**LIST OF TASKS**
(a) Translate this sentence from the FTX passage below into Spanish: "That he was headed for calamity was inevitable."
(b) From the FTX passage below, please output everything from "That he was" down to "investment to $0.".
-- start of PAGE EXCERPT --
Crypto insiders paint a picture of a charismatic tech founder who became the darling of high-powered investors, even as he was brazen about his cryptocurrency exchange’s shaky business model and kept the books closed to all but a few confidants.
Well before the catastrophic collapse of his FTX cryptocurrency exchange, Sam Bankman-Fried told everyone what he was doing. He told them about his appetite for risk. He told them some crypto exchanges were “secretly insolvent.” Last year, he declared his net worth, then an estimated $10 billion, was in “mostly illiquid” assets. Even when Bloomberg’s Matt Levine suggested he was in the “Ponzi business” during an interview in April, Bankman-Fried didn’t disagree. “I think that’s a pretty reasonable response,” he said.
That he was headed for calamity was inevitable. But with the ecosystem of hype and awe built around him, few heard what he was really saying. Employees, customers, and investors alike all saw the dollar signs being minted from his crypto market makers, including FTX, leaving few reasons to believe what Bankman-Fried had been saying all along. Prominent FTX backer Sequoia Capital was also caught in the gravitational pull, publishing a now-deleted 14,000 word paean to Bankman-Fried that likened him to fictional protagonist Jay Gatsby. (“Is crypto the new jazz?” the author wondered, apparently not considering that the titular Gatsby earned his fortune through crime.) This week, Sequoia wrote down its $213 million FTX investment to $0.
-- end of PAGE EXCERPT --
-- start of PROVIDED MATERIAL --
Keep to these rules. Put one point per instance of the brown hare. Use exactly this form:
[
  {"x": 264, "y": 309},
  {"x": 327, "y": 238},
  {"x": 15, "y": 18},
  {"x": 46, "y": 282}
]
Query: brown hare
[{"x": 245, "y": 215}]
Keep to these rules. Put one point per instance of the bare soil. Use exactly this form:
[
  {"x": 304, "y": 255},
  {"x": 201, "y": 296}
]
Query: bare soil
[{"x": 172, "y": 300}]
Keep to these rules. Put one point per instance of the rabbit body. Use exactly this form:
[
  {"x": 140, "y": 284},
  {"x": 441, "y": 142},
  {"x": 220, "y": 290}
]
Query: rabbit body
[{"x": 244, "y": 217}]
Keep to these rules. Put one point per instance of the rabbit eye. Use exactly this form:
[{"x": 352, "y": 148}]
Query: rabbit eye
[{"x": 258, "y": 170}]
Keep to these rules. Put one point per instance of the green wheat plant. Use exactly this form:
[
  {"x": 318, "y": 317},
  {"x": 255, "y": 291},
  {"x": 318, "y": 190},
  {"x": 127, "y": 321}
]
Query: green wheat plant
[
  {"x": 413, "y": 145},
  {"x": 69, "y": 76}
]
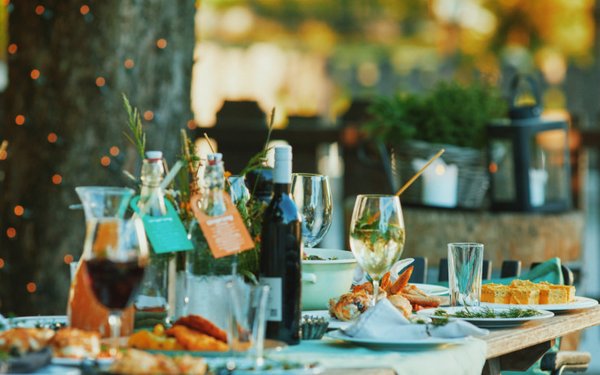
-- end of PROVIDED MATERIAL --
**TASK-BY-TASK SOLUTIONS**
(a) Era inevitable que se encaminara hacia la calamidad.

(b)
That he was headed for calamity was inevitable. But with the ecosystem of hype and awe built around him, few heard what he was really saying. Employees, customers, and investors alike all saw the dollar signs being minted from his crypto market makers, including FTX, leaving few reasons to believe what Bankman-Fried had been saying all along. Prominent FTX backer Sequoia Capital was also caught in the gravitational pull, publishing a now-deleted 14,000 word paean to Bankman-Fried that likened him to fictional protagonist Jay Gatsby. (“Is crypto the new jazz?” the author wondered, apparently not considering that the titular Gatsby earned his fortune through crime.) This week, Sequoia wrote down its $213 million FTX investment to $0.